# THE PROBLEM
Write out the mini lathe thread word for word from "I think that" to "you mini lathe.".

# PAGE TEXT
But I plan to turn a new spacer out of aluminum before I replace the original spindle ball bearings with conical roller bearings, and also upgrade the plastic gears inside the head stock at the same time. I just ordered a 4" 3-jaw when I realized that the jaws on the original 3-jaw can't be reversed, and won't be able to grab the chunk of aluminum round that I'll make the spacer out of.


----------



## royesses (May 18, 2020)

I too run a 4" chuck. I think you may be correct about the spacer. I used the plastic one when I replaced the bearings, but I might make an aluminum spacer next time I grease the bearings. If I ever remove the headstock again I'll also check alignment of the gears and make spacers as needed to get them aligned. I've had all metal gears since the first month I owned the lathe. No stripped gears to worry about.

I think that as long as you get lead screw to spin freely and not bend when engaging the half nuts you will be good to go. There are so many mods and upgrades for these little guys that you can spend all your spare time improving you mini lathe.

Roy


----------



## NF6X (May 18, 2020)

# DATA LINES
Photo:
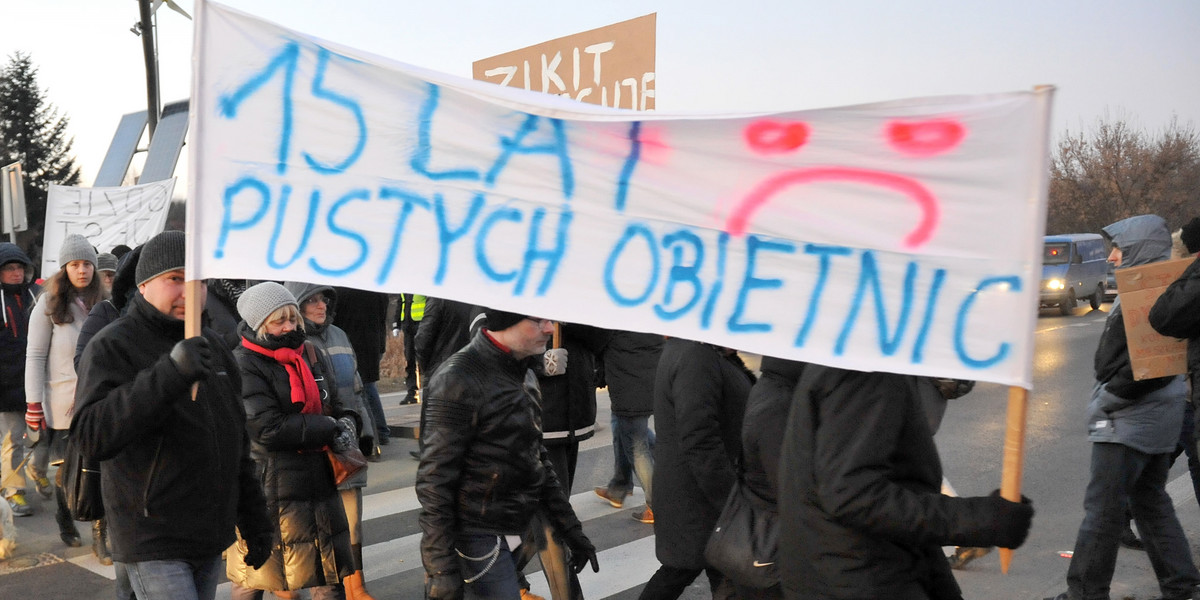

# RESPONSE TO THIS EXERCISE
I think that as long as you get lead screw to spin freely and not bend when engaging the half nuts you will be good to go. There are so many mods and upgrades for these little guys that you can spend all your spare time improving you mini lathe.